> [What you are asked to do]: Please return the data below line for line with no changes, leaving out the pictures.

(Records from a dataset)
────────────────────────────────────────

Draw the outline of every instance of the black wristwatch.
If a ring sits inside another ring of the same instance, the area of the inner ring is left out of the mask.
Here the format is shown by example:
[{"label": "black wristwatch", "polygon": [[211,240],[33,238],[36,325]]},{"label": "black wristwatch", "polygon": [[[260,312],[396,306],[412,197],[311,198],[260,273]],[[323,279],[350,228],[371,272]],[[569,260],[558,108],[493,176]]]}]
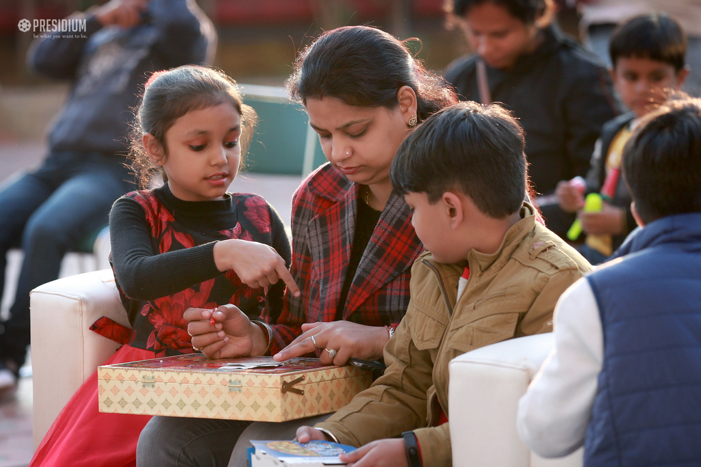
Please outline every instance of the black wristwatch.
[{"label": "black wristwatch", "polygon": [[407,449],[407,460],[409,467],[421,467],[421,456],[418,454],[418,442],[414,431],[404,431],[402,433],[404,438],[404,446]]}]

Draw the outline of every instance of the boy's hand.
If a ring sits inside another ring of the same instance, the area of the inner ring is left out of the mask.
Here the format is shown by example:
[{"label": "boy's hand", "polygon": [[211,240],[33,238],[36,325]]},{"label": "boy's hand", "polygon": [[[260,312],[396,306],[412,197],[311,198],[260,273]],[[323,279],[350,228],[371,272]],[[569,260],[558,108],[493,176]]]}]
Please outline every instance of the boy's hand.
[{"label": "boy's hand", "polygon": [[625,211],[622,208],[604,203],[599,212],[579,213],[582,230],[587,235],[618,235],[623,232]]},{"label": "boy's hand", "polygon": [[565,212],[576,212],[584,207],[584,196],[580,188],[571,183],[571,181],[562,180],[555,188],[557,204]]},{"label": "boy's hand", "polygon": [[187,332],[192,336],[193,348],[209,358],[262,355],[268,347],[263,330],[233,305],[222,305],[215,312],[189,308],[183,317],[189,321]]},{"label": "boy's hand", "polygon": [[321,430],[317,430],[311,426],[300,426],[297,428],[297,436],[294,438],[299,442],[309,442],[310,441],[332,441],[329,439],[326,433]]},{"label": "boy's hand", "polygon": [[222,240],[215,244],[214,256],[217,269],[222,272],[233,270],[249,287],[267,287],[282,279],[290,293],[295,297],[301,294],[285,260],[269,245],[238,239]]},{"label": "boy's hand", "polygon": [[[346,321],[306,323],[302,325],[302,330],[304,333],[273,358],[283,361],[320,350],[319,360],[328,365],[345,365],[350,358],[377,360],[382,356],[382,350],[390,339],[383,326],[369,326]],[[331,358],[329,350],[336,351],[334,358]]]},{"label": "boy's hand", "polygon": [[95,17],[102,26],[132,27],[141,22],[141,13],[149,0],[110,0],[97,7]]},{"label": "boy's hand", "polygon": [[[318,431],[318,430],[317,430]],[[297,432],[299,433],[299,431]],[[301,442],[301,441],[300,441]],[[409,467],[406,448],[402,438],[378,440],[348,454],[339,456],[348,467]]]}]

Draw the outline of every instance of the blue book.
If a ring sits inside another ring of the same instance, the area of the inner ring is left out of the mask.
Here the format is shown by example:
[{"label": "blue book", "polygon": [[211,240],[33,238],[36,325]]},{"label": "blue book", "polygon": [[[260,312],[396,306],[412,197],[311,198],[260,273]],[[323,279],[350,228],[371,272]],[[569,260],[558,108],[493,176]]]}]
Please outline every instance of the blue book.
[{"label": "blue book", "polygon": [[[355,451],[353,446],[331,441],[311,441],[302,444],[297,441],[251,441],[251,467],[294,465],[296,467],[344,466],[339,454]],[[275,461],[273,461],[275,459]]]}]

────────────────────────────────────────

> [Reply to the exercise]:
Draw the outline of every instance of the black wristwatch.
If a ring sits inside another ring of the same instance, the area of the inner ring is left out of the mask.
Here the format is shown by example:
[{"label": "black wristwatch", "polygon": [[211,240],[33,238],[36,325]]},{"label": "black wristwatch", "polygon": [[[260,312],[396,306],[412,197],[311,198],[260,273]],[[323,279],[350,228],[371,272]],[[569,260],[558,108],[493,176]]]}]
Please outline every instance of the black wristwatch.
[{"label": "black wristwatch", "polygon": [[407,449],[407,460],[409,467],[421,467],[421,456],[418,454],[418,442],[414,431],[404,431],[402,433],[404,438],[404,446]]}]

Draw the outline of every instance of the boy's hand.
If a ring sits inside another ring of the same instance, the area of the inner ring is left out of the mask.
Here the format is shown by example:
[{"label": "boy's hand", "polygon": [[211,240],[33,238],[36,325]]},{"label": "boy's hand", "polygon": [[[260,312],[396,306],[412,197],[311,198],[260,273]],[[323,279],[350,228],[371,272]],[[569,260],[558,108],[493,176]]]}]
Please outline every instance of the boy's hand.
[{"label": "boy's hand", "polygon": [[625,211],[622,208],[604,203],[599,212],[579,213],[582,230],[587,235],[618,235],[623,232]]},{"label": "boy's hand", "polygon": [[565,212],[576,212],[584,207],[584,196],[580,188],[571,183],[571,181],[562,180],[555,188],[557,204]]},{"label": "boy's hand", "polygon": [[187,332],[192,336],[193,348],[209,358],[262,355],[268,347],[263,330],[233,305],[222,305],[215,312],[189,308],[183,317],[189,321]]},{"label": "boy's hand", "polygon": [[321,430],[317,430],[311,426],[300,426],[297,428],[297,436],[294,438],[299,442],[309,442],[310,441],[332,441],[329,439],[326,433]]},{"label": "boy's hand", "polygon": [[222,240],[215,244],[214,256],[217,269],[222,272],[233,270],[249,287],[267,287],[282,279],[290,293],[295,297],[301,294],[285,260],[269,245],[238,239]]},{"label": "boy's hand", "polygon": [[[346,321],[306,323],[302,325],[302,330],[304,333],[273,358],[283,361],[320,350],[319,360],[328,365],[345,365],[350,358],[377,360],[382,356],[382,350],[390,339],[383,326],[369,326]],[[331,358],[329,350],[336,351],[334,358]]]},{"label": "boy's hand", "polygon": [[95,17],[102,26],[132,27],[141,22],[141,13],[149,0],[110,0],[97,7]]},{"label": "boy's hand", "polygon": [[[318,431],[318,430],[317,430]],[[297,432],[299,433],[299,431]],[[301,442],[301,441],[300,441]],[[409,467],[406,448],[402,438],[378,440],[348,454],[339,456],[348,467]]]}]

Draw the outline of every instance of the blue book.
If a ring sits inside another ring of the same instance, the area of the inner ring is left out of the mask.
Here the format is shown by example:
[{"label": "blue book", "polygon": [[211,240],[33,238],[36,325]]},{"label": "blue book", "polygon": [[[260,312],[396,306],[412,197],[311,198],[260,273]],[[323,279],[350,228],[371,272]],[[569,260],[558,108],[493,176]]]}]
Please outline every instance of the blue book.
[{"label": "blue book", "polygon": [[[355,451],[353,446],[331,441],[311,441],[302,444],[297,441],[251,441],[251,467],[294,465],[296,467],[344,466],[339,454]],[[275,461],[273,461],[275,459]]]}]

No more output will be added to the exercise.